▸ Problem details: Please rescale the items from the start through the line containing "[[434, 427]]", both ends included, and write those lines out again in full. Multiply only the point coordinates in the answers by 2.25 and round each to a whole number, with halves rounding up, and leave the pictures out.

▸ Information provided:
-------
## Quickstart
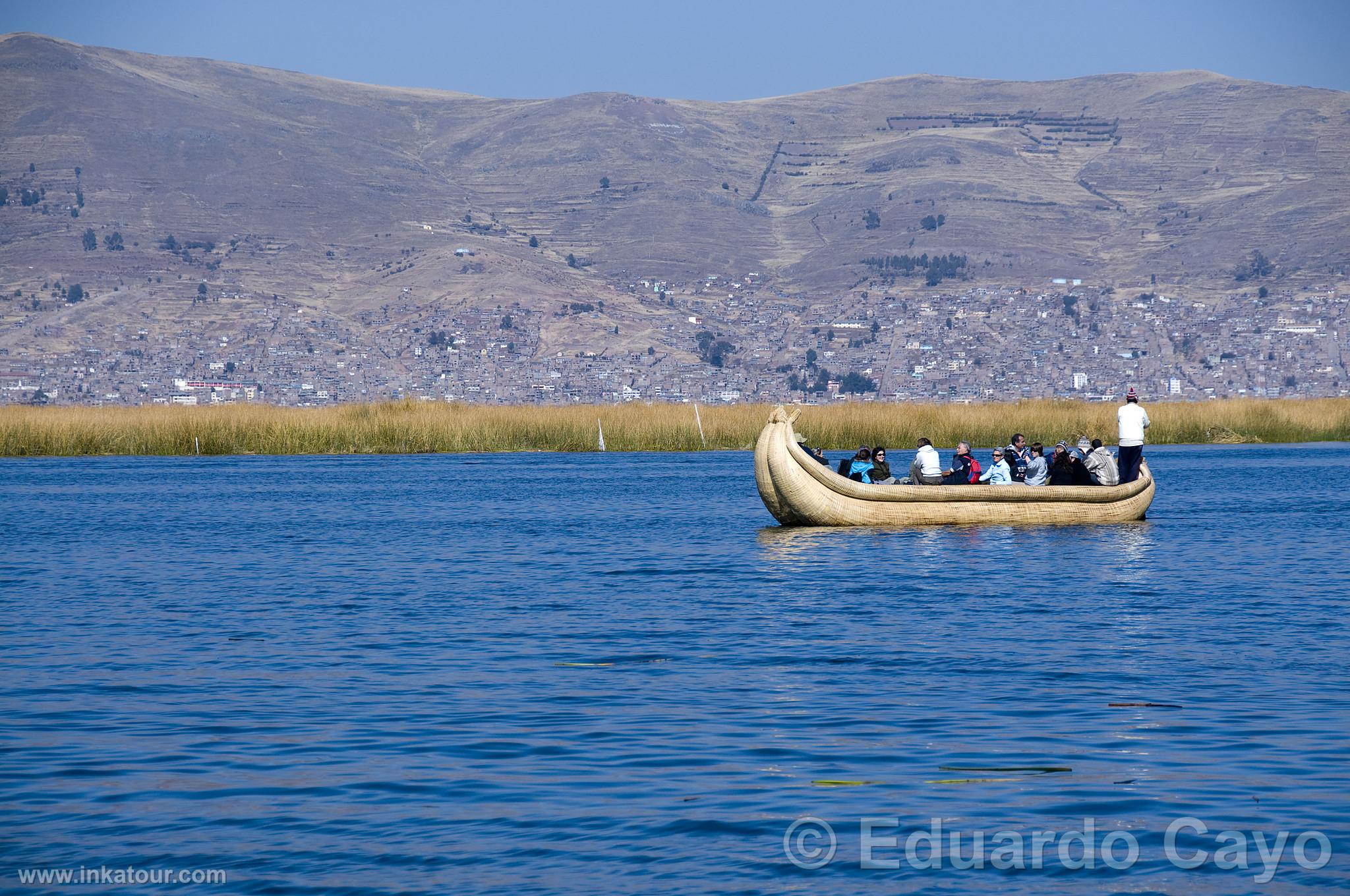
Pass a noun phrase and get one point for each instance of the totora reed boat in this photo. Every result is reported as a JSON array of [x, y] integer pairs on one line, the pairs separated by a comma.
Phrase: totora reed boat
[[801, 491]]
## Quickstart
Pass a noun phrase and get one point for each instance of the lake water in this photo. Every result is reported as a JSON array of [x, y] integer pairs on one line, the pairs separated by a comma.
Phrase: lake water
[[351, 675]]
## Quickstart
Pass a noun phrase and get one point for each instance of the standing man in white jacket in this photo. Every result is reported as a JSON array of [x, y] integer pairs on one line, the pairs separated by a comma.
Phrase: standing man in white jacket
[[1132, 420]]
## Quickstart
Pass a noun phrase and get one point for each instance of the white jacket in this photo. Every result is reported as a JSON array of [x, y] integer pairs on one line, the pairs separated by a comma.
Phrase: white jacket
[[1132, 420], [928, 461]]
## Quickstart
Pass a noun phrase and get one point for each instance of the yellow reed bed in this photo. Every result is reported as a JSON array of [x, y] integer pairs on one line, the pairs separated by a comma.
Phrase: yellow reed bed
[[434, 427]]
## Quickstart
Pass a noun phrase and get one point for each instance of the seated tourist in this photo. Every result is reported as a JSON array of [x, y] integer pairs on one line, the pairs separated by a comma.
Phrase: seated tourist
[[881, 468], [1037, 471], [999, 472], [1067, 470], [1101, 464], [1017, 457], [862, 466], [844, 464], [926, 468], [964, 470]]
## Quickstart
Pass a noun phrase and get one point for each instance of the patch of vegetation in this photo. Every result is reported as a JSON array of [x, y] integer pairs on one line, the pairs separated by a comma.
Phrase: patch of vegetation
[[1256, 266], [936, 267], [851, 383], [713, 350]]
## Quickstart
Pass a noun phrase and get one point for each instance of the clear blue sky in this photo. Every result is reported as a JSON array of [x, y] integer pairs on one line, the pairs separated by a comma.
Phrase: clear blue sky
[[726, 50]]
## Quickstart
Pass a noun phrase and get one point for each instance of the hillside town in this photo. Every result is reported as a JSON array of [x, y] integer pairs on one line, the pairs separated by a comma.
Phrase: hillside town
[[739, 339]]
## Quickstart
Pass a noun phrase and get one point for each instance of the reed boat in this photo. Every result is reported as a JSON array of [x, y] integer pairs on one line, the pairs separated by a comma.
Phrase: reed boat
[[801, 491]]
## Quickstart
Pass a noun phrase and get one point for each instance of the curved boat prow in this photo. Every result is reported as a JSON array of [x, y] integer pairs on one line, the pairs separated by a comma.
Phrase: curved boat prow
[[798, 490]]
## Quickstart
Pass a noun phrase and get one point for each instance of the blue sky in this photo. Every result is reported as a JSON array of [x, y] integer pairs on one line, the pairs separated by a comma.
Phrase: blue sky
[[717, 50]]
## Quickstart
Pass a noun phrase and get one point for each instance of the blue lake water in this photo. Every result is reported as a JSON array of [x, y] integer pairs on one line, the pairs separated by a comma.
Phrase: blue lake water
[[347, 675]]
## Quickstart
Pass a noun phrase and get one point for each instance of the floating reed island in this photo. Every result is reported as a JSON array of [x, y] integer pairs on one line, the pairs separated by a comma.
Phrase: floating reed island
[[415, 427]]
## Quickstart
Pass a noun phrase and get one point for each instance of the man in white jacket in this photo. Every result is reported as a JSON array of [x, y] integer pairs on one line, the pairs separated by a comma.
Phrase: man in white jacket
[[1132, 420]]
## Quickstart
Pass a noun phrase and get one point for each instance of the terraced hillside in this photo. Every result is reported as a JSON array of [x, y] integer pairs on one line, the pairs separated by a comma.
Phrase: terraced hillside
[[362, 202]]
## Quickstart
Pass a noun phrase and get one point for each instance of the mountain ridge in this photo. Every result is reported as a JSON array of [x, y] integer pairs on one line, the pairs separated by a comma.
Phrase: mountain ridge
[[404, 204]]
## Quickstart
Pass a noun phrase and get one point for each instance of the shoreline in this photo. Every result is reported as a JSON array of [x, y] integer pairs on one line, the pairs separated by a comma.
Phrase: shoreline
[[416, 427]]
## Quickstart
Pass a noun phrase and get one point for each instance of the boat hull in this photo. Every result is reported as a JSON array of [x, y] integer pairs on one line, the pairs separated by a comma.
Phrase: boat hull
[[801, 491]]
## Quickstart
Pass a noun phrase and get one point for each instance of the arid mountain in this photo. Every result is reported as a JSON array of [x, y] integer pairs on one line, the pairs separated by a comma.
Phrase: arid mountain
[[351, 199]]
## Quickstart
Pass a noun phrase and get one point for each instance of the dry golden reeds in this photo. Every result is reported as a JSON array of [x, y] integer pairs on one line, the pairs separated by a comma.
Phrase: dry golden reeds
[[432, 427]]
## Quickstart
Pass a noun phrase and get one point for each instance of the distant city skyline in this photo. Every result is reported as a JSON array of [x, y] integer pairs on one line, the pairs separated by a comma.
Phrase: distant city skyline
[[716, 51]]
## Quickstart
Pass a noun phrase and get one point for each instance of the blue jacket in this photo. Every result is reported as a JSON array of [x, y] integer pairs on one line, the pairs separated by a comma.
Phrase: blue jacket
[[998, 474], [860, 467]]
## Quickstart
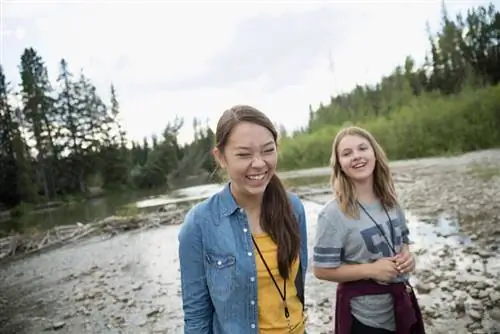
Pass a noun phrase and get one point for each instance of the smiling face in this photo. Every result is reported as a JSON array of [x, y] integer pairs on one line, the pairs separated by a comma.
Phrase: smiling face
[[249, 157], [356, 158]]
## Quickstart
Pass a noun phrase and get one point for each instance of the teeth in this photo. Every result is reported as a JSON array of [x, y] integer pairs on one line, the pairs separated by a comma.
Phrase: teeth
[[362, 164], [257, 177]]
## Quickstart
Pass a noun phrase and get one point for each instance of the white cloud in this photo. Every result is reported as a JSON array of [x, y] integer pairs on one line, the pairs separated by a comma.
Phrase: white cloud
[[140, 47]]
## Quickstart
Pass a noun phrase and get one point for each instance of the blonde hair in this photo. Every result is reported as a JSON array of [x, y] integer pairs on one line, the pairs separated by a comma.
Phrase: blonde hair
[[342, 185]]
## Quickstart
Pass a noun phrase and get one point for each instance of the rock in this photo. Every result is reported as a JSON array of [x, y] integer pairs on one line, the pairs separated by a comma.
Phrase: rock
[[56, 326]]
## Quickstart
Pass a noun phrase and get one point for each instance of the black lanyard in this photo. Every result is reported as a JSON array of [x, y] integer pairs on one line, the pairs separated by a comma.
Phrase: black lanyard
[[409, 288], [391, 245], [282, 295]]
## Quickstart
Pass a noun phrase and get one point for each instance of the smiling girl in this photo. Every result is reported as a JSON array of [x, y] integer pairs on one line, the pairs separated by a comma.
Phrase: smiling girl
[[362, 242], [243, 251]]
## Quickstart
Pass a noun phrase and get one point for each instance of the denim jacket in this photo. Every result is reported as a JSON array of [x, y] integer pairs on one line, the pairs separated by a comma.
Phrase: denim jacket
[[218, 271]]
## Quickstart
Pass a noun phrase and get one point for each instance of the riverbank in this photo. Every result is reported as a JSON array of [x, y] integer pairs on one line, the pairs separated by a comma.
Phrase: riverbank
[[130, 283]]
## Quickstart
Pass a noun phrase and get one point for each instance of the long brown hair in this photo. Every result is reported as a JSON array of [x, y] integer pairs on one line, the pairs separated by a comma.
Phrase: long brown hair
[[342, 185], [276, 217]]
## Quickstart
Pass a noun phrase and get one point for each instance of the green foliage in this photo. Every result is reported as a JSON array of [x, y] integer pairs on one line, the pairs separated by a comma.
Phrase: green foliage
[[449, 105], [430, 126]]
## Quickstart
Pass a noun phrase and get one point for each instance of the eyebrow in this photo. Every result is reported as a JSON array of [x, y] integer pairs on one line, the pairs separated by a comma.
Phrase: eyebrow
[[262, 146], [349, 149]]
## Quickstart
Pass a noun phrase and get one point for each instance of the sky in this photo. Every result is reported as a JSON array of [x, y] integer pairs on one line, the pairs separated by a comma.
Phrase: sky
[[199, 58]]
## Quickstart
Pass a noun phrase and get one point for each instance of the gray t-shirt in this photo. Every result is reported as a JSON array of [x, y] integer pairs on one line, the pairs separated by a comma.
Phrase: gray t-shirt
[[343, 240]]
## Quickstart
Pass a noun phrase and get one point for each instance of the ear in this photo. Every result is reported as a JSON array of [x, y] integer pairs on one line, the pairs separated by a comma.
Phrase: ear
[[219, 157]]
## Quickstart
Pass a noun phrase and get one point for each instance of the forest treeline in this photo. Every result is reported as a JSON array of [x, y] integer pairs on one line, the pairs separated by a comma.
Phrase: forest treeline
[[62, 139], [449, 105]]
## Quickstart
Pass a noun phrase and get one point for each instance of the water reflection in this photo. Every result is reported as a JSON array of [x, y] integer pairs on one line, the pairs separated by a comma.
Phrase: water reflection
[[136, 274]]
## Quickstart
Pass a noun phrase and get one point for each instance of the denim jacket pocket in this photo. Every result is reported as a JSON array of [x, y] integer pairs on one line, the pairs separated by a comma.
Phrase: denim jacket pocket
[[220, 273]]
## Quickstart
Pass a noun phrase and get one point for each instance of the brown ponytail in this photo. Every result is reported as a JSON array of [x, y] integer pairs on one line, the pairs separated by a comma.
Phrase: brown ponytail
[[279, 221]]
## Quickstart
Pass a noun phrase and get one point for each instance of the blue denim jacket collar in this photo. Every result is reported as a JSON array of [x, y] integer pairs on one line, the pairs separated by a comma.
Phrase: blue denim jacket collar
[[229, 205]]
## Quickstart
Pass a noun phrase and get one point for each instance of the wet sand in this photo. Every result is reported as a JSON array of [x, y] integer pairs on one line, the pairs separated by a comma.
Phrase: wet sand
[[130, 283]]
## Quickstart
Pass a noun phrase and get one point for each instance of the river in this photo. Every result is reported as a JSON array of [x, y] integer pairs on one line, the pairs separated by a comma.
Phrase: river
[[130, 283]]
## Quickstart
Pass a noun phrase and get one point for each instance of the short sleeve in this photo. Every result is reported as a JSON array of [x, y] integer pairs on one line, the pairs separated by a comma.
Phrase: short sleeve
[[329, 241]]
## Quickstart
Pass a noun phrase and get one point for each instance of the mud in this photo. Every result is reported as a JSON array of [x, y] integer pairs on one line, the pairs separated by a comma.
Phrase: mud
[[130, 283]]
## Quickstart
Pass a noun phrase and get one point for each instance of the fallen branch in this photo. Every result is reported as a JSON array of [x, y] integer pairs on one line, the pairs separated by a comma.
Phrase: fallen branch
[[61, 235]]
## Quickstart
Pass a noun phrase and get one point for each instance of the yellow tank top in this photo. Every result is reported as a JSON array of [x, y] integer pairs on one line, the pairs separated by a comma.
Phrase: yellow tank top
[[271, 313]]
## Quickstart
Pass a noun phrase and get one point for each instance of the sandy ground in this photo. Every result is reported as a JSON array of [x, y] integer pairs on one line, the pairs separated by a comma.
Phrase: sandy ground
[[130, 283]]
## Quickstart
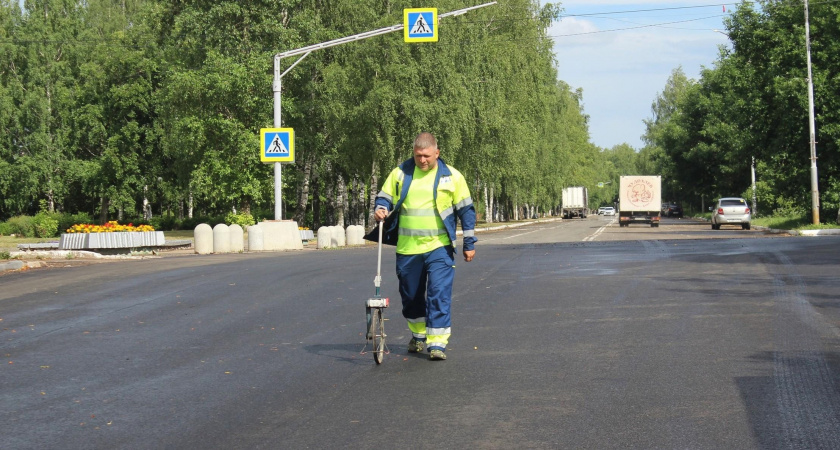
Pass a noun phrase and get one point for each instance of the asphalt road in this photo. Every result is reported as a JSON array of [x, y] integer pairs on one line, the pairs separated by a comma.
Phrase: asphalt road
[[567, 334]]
-------
▸ Response:
## Quickstart
Pass a noun phrase and get one point for each instance of the totora reed boat in this photo. Every result is reported as a JSON array of [x, y] integer pairs on one line, the pairs separated by a comma.
Phrase: totora reed boat
[[1802, 1105]]
## Quickstart
Pass a noun phrase and get one point for each instance of the lake water in this photo. Every result is reported as a JSON array of [x, y] integer pairs on one line, the pairs separated by a comma.
Phrase: lake water
[[790, 1519]]
## Quickstart
Pass a noun phrase and get one point for each instance of the standing man in white jacket in this photo. Every result is reported as a JSON array of [x, y] integer pairs on one line, the pairs separated by a comma.
Phrase: standing man in white jacket
[[2547, 945]]
## Quickstart
Pass a noun phrase and get one point for each instance of the white jacket in this photo. Every result is reported as a JSON array of [x, y] integer pairs on one line, the pairs separated by a comma.
Phrase: white jacket
[[2547, 945], [2088, 1037]]
## Quickstart
Pass a noun phrase and get one point for each instance of the yellow reed bed in this photo. Every result is reported as a JSON array of [x, y] integer pairs on one line, the pairs separated by a comma.
Phrase: yellow reed bed
[[977, 961]]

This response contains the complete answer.